--- START ---

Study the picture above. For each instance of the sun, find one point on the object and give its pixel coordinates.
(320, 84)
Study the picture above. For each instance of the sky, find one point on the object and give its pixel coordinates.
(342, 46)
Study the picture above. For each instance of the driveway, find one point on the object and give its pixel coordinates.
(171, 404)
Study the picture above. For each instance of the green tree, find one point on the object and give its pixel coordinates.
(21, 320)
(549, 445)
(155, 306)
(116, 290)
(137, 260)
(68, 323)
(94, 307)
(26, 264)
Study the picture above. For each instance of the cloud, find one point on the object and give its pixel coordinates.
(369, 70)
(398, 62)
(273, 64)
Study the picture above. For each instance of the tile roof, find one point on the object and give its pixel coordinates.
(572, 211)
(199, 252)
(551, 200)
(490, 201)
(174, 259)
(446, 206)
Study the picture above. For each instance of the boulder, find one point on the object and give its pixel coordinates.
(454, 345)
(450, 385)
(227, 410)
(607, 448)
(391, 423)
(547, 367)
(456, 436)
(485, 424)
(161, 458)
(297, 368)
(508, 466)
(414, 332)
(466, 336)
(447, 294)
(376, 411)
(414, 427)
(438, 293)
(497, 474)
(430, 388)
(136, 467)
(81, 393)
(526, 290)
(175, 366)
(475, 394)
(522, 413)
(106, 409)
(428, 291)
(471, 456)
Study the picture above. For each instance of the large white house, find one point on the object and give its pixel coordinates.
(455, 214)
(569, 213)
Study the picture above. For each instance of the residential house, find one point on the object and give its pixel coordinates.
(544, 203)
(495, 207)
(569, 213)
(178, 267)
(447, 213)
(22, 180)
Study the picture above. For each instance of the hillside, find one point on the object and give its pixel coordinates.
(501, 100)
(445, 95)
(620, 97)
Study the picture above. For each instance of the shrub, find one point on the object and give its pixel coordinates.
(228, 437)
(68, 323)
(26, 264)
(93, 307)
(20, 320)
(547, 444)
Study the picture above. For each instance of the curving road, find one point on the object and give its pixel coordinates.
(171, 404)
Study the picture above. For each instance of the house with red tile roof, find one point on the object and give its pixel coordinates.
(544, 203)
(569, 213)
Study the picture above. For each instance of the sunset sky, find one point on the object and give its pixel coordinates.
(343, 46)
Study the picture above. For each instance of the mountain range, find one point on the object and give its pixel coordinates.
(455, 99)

--- END ---

Exercise details
Transcribe all of the material exactly. Omit nothing.

Written solution
Study the picture above. For each instance of the sun, find one point on the object and give its pixel coordinates.
(320, 84)
Study the picture above. For each instance of the sky, find one point on the object and give its pixel coordinates.
(342, 46)
Study the picture above. For each instance of the driveway, find one point on the object and give its pixel coordinates.
(171, 404)
Study the picture above. For each instance of the green tree, find one point on the object and give its pixel coordinates.
(21, 320)
(549, 445)
(155, 306)
(116, 290)
(137, 260)
(68, 323)
(94, 307)
(26, 264)
Study the picture above. For each instance of the cloud, find one point on the object and give its pixel coordinates.
(369, 70)
(398, 62)
(273, 64)
Study the picture above. For each instance of the tile roof, find one point on the object and give its pixel coordinates.
(572, 211)
(199, 252)
(551, 200)
(490, 201)
(174, 259)
(446, 206)
Study the picture above. For each instance of the boulder, find one point on the object and give its pixel coordinates.
(454, 345)
(450, 385)
(227, 410)
(607, 448)
(391, 423)
(547, 367)
(456, 436)
(485, 424)
(161, 458)
(297, 368)
(508, 466)
(414, 332)
(466, 336)
(447, 294)
(376, 411)
(414, 427)
(438, 293)
(497, 474)
(430, 388)
(136, 467)
(81, 393)
(526, 290)
(175, 366)
(475, 394)
(522, 413)
(106, 409)
(428, 291)
(471, 456)
Study the picture above. For each instance of the large white house, find one point on the object and give its pixel coordinates.
(455, 214)
(569, 213)
Study the picture above. For each instance of the residential house, find one point on the object and give its pixel coordinates.
(544, 203)
(495, 207)
(569, 213)
(178, 267)
(447, 213)
(22, 180)
Study the picture above. For each instance of the hillside, find one point on the object and give its pixel coordinates.
(501, 100)
(445, 95)
(620, 97)
Study the picture above. For each instance of the shrub, find one point on the object and give its pixel coordinates.
(228, 437)
(68, 323)
(26, 264)
(93, 307)
(20, 320)
(547, 444)
Study the picture above. For each instance of the curving road, find one point on the object and give its pixel coordinates.
(171, 404)
Study the picture above. For each instance of the house with red tile roof, find one point on the object and give its pixel coordinates.
(544, 203)
(569, 213)
Study the picture above. For each instance of the sunset sky, find one point on the object and give its pixel coordinates.
(343, 46)
Study the picture above. For each instance of the mountain range, find one point on the object and give its pixel coordinates.
(455, 99)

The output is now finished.